In the four years since the registry was created, nearly 32,000 houses have been listed on it, including 9,200 last year. That gives the city a local contact who is responsible for the property. But the city has never imposed the up to $1,000-a-day penalty that the registry law allows on negligent owners who fail to live up to city codes. Nor has it issued one of the $250-a-day penalties the law created for failing to register a foreclosure.

The arm of city government charged with enforcing codes on single-family homes says it doesn’t use the registry at all, and treats bank-owned foreclosures no different than any other house, responding only when there’s a complaint.

“Our inspectors are really busy,” said Luke Zamperini, spokesman for the city’s Division of Building and Safety. “We can’t afford to be driving around the streets looking for work.”

## PROVIDED RECORDS:

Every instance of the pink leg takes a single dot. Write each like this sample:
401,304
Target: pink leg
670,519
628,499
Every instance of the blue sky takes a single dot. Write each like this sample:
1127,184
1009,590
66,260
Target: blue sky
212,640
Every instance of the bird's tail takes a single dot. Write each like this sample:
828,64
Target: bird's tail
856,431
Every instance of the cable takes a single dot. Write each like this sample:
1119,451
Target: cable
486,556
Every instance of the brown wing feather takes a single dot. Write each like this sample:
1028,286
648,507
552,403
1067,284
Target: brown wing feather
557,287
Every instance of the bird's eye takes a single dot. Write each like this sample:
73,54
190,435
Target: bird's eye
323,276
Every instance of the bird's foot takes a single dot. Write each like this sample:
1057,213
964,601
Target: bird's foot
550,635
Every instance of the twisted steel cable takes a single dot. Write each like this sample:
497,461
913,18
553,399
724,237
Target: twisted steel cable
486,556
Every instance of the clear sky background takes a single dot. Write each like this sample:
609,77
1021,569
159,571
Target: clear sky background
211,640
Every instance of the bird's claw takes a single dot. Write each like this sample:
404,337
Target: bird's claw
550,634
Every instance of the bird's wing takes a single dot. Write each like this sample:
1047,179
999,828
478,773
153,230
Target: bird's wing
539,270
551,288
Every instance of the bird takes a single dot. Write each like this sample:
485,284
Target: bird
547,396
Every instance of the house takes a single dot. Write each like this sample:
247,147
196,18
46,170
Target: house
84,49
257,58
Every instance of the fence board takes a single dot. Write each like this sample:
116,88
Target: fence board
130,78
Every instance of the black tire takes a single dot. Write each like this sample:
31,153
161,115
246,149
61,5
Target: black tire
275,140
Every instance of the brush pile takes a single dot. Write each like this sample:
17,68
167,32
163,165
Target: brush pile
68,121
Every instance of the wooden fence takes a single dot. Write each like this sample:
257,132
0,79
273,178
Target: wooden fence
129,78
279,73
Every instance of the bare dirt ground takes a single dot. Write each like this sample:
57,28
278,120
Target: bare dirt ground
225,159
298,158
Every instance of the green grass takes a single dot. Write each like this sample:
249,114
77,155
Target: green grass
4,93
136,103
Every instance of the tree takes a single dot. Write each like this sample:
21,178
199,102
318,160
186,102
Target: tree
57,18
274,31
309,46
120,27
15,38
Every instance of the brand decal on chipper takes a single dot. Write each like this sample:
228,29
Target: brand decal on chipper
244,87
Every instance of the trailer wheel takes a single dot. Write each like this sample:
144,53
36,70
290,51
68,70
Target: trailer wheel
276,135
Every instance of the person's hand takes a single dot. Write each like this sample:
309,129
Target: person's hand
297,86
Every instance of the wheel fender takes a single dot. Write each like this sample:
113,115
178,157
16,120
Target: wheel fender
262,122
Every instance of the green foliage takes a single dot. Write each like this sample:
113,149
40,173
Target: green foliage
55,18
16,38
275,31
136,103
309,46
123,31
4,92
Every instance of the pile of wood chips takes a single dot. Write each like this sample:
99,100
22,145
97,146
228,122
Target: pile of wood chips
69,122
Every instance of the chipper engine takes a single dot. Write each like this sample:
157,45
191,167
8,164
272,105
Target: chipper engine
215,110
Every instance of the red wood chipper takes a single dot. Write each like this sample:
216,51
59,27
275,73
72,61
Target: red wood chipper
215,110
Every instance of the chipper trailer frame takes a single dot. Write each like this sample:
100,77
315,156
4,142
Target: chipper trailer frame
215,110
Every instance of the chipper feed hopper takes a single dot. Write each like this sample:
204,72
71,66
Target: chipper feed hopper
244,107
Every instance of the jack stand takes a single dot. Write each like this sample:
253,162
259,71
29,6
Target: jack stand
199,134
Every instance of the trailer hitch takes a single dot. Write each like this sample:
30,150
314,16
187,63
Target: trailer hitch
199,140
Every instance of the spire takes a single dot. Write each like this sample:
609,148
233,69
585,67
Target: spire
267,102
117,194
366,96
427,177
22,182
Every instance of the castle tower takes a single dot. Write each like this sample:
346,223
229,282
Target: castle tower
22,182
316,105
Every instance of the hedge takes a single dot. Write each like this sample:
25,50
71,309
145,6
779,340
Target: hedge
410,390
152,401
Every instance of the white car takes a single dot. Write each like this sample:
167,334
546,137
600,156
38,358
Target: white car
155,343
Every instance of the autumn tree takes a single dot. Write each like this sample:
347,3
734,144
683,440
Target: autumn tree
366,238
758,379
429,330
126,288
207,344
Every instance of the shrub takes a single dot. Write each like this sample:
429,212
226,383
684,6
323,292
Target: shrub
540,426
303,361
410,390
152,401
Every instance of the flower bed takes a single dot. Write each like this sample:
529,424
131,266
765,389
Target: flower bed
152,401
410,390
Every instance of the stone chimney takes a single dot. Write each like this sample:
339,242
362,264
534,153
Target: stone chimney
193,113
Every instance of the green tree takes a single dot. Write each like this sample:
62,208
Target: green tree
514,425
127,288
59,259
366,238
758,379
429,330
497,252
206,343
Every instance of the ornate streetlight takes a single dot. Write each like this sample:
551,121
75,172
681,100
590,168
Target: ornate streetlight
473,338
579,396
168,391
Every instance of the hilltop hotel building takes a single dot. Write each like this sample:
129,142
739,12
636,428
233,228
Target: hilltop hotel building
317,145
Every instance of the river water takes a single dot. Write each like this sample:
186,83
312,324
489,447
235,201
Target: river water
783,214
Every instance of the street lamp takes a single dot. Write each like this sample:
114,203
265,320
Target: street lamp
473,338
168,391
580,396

## TASKS AND EXERCISES:
(A) Which figures written in digits appear in the foreclosure registry text? List each one.
(B) How many lines of the rows contain the word "frame"? Give only the number.

## FINAL RESULTS:
(A)
32,000
9,200
$1,000
$250

(B) 2